## Data for this task:
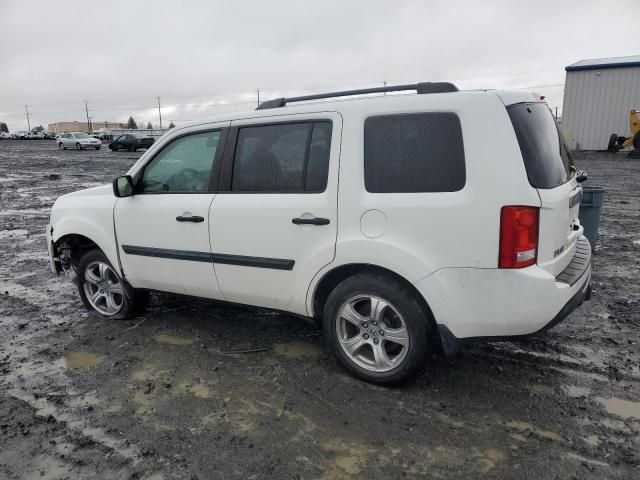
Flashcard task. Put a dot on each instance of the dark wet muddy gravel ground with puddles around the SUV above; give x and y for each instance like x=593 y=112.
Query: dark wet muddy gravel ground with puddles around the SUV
x=164 y=396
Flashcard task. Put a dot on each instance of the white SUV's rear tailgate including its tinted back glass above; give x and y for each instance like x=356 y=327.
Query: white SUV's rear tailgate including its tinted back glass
x=549 y=168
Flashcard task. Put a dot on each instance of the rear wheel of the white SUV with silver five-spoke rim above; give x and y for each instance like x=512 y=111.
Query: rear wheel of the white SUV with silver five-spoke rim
x=403 y=318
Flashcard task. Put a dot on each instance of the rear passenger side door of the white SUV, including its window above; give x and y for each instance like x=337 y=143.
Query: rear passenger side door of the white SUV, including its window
x=274 y=220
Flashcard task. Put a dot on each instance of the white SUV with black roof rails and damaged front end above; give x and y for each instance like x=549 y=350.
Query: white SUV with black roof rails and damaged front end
x=401 y=222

## What you will do:
Your task is to write out, exactly, the line that holds "Query: dark wet" and every line after it until the records end.

## Output:
Query: dark wet muddy gravel ground with puddles around the SUV
x=164 y=396
Flashcard task. Put a dot on each instance of the white SUV's rear tailgate including its tinted back glass above; give x and y for each instance like x=356 y=327.
Query: white SUV's rear tailgate including its tinted back glass
x=549 y=168
Flashcard task. Put a dot on each instance of the rear wheel of the white SUV with silver five-spoke rim above; give x and y for each instance like x=512 y=111.
Query: rear wheel of the white SUV with silver five-spoke rim
x=403 y=318
Flashcard task. Put a dot on each instance of the rear passenger side door of the white SUV, including its window above; give x and y for each instance like x=337 y=143.
Query: rear passenger side door of the white SUV, including its window
x=274 y=220
Flashcard task. Put a dot on each instance of the white SUV with black roof rails and damaged front end above; give x and y for each instance like x=549 y=350.
Query: white SUV with black roof rails and damaged front end
x=401 y=222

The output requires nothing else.